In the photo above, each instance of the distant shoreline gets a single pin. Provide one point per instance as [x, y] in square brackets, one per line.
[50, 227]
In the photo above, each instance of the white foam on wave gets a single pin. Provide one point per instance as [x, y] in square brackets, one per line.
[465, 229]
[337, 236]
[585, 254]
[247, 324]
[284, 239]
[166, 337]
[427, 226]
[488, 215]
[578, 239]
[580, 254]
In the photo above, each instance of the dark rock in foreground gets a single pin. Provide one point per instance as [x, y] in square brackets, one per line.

################

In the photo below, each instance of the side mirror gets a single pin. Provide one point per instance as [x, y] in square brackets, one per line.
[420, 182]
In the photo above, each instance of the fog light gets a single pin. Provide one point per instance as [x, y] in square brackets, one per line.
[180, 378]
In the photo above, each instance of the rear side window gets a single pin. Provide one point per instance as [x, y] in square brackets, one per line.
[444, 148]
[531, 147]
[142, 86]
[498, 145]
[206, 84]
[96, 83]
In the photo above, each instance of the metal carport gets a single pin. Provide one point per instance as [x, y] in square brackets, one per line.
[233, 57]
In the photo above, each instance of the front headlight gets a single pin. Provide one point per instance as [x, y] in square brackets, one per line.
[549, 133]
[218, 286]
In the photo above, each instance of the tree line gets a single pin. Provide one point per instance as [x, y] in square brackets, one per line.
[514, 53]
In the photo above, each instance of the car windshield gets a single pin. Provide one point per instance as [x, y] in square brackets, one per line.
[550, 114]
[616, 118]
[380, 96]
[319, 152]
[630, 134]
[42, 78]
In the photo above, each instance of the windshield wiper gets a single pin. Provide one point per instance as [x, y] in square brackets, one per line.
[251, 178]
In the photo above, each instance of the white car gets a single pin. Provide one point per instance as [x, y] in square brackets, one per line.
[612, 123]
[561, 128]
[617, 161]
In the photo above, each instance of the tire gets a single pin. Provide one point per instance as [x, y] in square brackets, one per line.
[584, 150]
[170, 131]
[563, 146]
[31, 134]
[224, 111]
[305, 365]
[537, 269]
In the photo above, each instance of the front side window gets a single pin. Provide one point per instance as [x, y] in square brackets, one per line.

################

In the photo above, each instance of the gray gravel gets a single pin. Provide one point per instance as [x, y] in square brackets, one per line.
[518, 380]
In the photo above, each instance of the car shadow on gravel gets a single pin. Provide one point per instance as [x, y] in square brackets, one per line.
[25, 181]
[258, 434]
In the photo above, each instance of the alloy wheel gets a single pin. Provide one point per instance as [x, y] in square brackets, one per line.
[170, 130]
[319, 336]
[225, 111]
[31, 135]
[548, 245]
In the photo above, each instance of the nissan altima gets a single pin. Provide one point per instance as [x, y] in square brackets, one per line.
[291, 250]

################

Take the stretch of lines above from the one containing "In the photo above, each instance of the distant" through the one containing "In the photo above, each instance of the dark" and repeat it exactly, adding no other line.

◆ SOLUTION TO THIS PROBLEM:
In the photo above, each instance of the distant shoreline gets a single pin. Provide one point per instance as [x, y] in square brackets, one per line.
[50, 227]
In the photo above, each instance of the white foam on wave gets a single pin. Provide one point per instance as [x, y] in square brackets, one per line.
[465, 229]
[337, 236]
[585, 254]
[247, 324]
[284, 239]
[166, 337]
[427, 226]
[488, 215]
[578, 239]
[580, 254]
In the photo above, each instance of the dark rock in foreground gets a single pin. Provide one point per instance as [x, y] in square brackets, one per line.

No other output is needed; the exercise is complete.